- **Your objective**
Please write out exactly the lines that begin at the line containing "of the rear" and run to the end of the records.

- **Provided data**

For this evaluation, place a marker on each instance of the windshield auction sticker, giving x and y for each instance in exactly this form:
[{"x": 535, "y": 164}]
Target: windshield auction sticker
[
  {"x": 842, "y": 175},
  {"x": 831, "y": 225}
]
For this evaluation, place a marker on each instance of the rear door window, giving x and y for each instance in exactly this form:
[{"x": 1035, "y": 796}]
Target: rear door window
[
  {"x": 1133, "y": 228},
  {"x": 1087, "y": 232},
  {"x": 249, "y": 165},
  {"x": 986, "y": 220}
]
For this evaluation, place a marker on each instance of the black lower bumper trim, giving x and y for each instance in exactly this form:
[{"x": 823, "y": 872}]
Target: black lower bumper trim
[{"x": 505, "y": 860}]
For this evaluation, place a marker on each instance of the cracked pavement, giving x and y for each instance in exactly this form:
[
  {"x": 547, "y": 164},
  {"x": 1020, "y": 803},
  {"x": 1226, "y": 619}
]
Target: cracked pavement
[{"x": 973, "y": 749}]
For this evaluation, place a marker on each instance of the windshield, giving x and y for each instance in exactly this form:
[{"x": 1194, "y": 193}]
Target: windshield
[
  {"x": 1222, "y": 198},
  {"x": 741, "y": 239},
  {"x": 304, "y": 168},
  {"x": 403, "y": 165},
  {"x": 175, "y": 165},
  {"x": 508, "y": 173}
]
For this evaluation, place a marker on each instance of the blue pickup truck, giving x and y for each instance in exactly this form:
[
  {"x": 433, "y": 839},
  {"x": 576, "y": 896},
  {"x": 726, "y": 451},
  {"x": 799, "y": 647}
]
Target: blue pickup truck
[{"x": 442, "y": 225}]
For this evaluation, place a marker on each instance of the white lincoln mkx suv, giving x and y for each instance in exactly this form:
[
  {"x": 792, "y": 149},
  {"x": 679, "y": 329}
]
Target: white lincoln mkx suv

- **Response to the exercise**
For this evaluation, place a marker on each instance of the rear door window, giving x and y for each instance in exactly this form:
[{"x": 1035, "y": 796}]
Target: rear door window
[
  {"x": 1133, "y": 228},
  {"x": 1087, "y": 232},
  {"x": 249, "y": 165},
  {"x": 986, "y": 220}
]
For this evaluation, place a marker on each instance of the black lower bumper trim, giving x and y for each instance in exactly this form:
[{"x": 823, "y": 872}]
Target: black lower bumper trim
[{"x": 505, "y": 860}]
For this evaluation, place a marker on each instance of the cracked pavement, giving x and y for each instance in exactly this form:
[
  {"x": 547, "y": 164},
  {"x": 1020, "y": 803},
  {"x": 1226, "y": 619}
]
Target: cracked pavement
[{"x": 973, "y": 749}]
For this evaluation, place a marker on each instance of the windshield, giving x and y for each instance in exactly this form:
[{"x": 1194, "y": 193}]
Target: windshield
[
  {"x": 1222, "y": 198},
  {"x": 741, "y": 239},
  {"x": 304, "y": 168},
  {"x": 403, "y": 165},
  {"x": 175, "y": 165},
  {"x": 508, "y": 173}
]
For this evaluation, place a marker on each instance of the blue pickup truck, giving x and y for each instance in exactly this form:
[
  {"x": 433, "y": 839},
  {"x": 576, "y": 896},
  {"x": 726, "y": 451},
  {"x": 799, "y": 647}
]
Target: blue pickup truck
[{"x": 442, "y": 225}]
For this evaluation, place a marker on each instance of the white lincoln mkx suv, giving x and y for each instance in exactly this form:
[
  {"x": 792, "y": 149},
  {"x": 679, "y": 329}
]
Target: white lincoln mkx suv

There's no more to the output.